- _Exercise prompt_
Rewrite the records below, substituting "whole-number pixel coordinates" for every occurrence of "integer pixel values" and changing nothing else.

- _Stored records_

■ ■ ■ ■ ■

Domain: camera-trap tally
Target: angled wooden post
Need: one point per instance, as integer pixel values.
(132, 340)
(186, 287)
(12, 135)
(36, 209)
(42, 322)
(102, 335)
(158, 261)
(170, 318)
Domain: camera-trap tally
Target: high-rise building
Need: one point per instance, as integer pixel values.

■ ■ ■ ■ ■

- _Full answer_
Domain: camera-trap tally
Target: angled wooden post
Need: one point per instance, as whole-number pixel coordinates.
(132, 340)
(186, 287)
(12, 135)
(36, 209)
(42, 322)
(102, 335)
(158, 261)
(170, 318)
Domain: camera-trap tally
Target: high-rise building
Need: one point per instance, as whole-number pixel coordinates.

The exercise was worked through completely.